From the passage on Whole Foods below, set down word for word the stretch that starts at "When Jonathan Ive" and ends after "for those values.".

-- START Text passage --

And yet despite that Whole Foods is finding that as competitors respond to demand from an increasing number of conscious consumers, their market share is being eroded. They are now cutting prices and tripling their marketing budget in order to woo customers back and attract new ones and discovering that just because they were pioneers of the ‘sustainable food movement’ it doesn’t mean that they will be the last ones standing. Which makes you wonder why they didn’t see this coming or ask the question what’s our difference—our real advantage? What would happen if Walmart started stocking organic Kale tomorrow? It turns out that their advantage wasn’t just what they stocked on those shelves or how it was displayed.
When Jonathan Ive talks about what goes into the design of Apple products he doesn’t speak about values. He talks about how the user can sense the level of care that’s gone into creating those products. Values are felt. Fairness is shown and sensed. I guess Whole Foods customers will be questioning how prices can suddenly come down when they vote with their feet because they believed they were paying more for those values.

-- END Text passage --
-- START Extracted information --

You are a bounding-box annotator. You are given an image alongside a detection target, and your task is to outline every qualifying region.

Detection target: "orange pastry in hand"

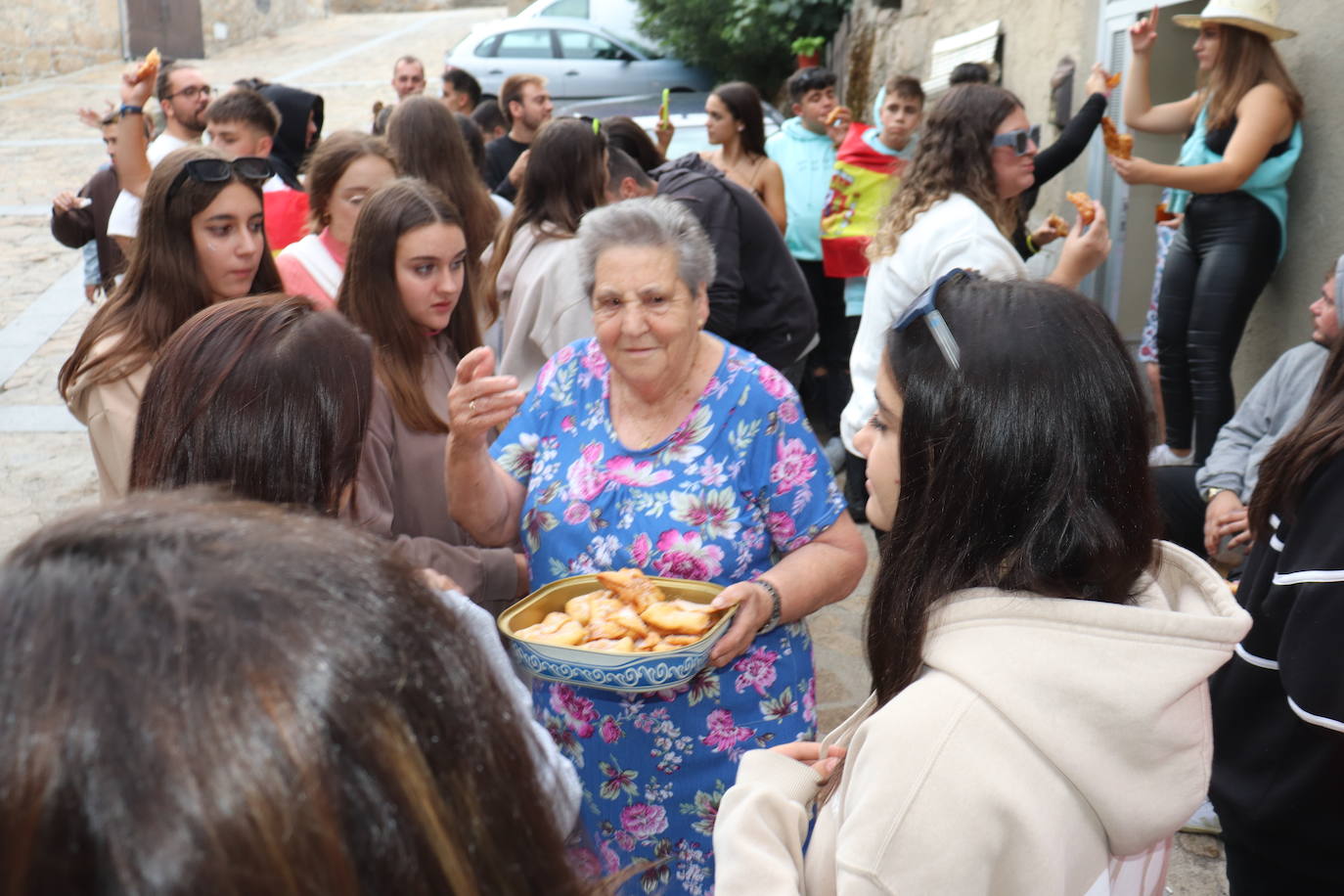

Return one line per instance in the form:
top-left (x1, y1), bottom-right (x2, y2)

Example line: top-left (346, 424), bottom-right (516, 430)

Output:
top-left (1064, 191), bottom-right (1097, 227)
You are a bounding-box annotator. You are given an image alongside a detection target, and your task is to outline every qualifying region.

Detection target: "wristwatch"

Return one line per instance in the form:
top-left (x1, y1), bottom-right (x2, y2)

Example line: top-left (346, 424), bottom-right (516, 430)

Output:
top-left (754, 579), bottom-right (781, 634)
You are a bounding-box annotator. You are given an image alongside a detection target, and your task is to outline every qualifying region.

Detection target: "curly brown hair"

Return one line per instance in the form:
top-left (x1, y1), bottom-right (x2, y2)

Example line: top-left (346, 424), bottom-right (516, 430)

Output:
top-left (869, 85), bottom-right (1021, 259)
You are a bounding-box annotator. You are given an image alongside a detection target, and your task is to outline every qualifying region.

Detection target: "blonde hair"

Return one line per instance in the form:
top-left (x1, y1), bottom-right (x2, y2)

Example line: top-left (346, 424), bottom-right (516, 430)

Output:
top-left (1200, 24), bottom-right (1304, 129)
top-left (869, 85), bottom-right (1021, 260)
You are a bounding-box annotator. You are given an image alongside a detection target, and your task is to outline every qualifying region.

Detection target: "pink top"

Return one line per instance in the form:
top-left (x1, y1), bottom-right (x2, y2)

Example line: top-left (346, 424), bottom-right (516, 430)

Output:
top-left (276, 227), bottom-right (349, 312)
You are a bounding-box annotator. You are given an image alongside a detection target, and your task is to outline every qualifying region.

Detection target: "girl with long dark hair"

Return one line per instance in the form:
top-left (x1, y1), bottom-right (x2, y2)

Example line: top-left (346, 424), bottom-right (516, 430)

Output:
top-left (276, 130), bottom-right (396, 309)
top-left (840, 85), bottom-right (1110, 467)
top-left (484, 118), bottom-right (606, 391)
top-left (1208, 321), bottom-right (1344, 896)
top-left (714, 271), bottom-right (1250, 896)
top-left (387, 97), bottom-right (500, 259)
top-left (1110, 0), bottom-right (1302, 467)
top-left (700, 80), bottom-right (789, 234)
top-left (58, 147), bottom-right (280, 500)
top-left (0, 494), bottom-right (594, 896)
top-left (336, 180), bottom-right (528, 614)
top-left (130, 292), bottom-right (374, 515)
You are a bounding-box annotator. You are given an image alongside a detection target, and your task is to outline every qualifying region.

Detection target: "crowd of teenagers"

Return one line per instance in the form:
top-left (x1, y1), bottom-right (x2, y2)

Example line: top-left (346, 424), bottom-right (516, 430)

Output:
top-left (23, 0), bottom-right (1344, 896)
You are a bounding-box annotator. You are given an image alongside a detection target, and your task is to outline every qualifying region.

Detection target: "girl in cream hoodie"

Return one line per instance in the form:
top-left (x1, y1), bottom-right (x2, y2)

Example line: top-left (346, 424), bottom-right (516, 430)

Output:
top-left (714, 273), bottom-right (1250, 896)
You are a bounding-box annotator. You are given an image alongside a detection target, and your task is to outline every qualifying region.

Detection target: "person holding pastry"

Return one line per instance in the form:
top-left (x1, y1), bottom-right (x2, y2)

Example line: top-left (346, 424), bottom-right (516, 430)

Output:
top-left (446, 199), bottom-right (867, 893)
top-left (1110, 0), bottom-right (1302, 467)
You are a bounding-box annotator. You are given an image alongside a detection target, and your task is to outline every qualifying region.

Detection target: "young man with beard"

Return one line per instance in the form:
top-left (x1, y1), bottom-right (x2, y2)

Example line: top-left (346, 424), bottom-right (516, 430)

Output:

-- END Extracted information --

Full solution:
When Jonathan Ive talks about what goes into the design of Apple products he doesn’t speak about values. He talks about how the user can sense the level of care that’s gone into creating those products. Values are felt. Fairness is shown and sensed. I guess Whole Foods customers will be questioning how prices can suddenly come down when they vote with their feet because they believed they were paying more for those values.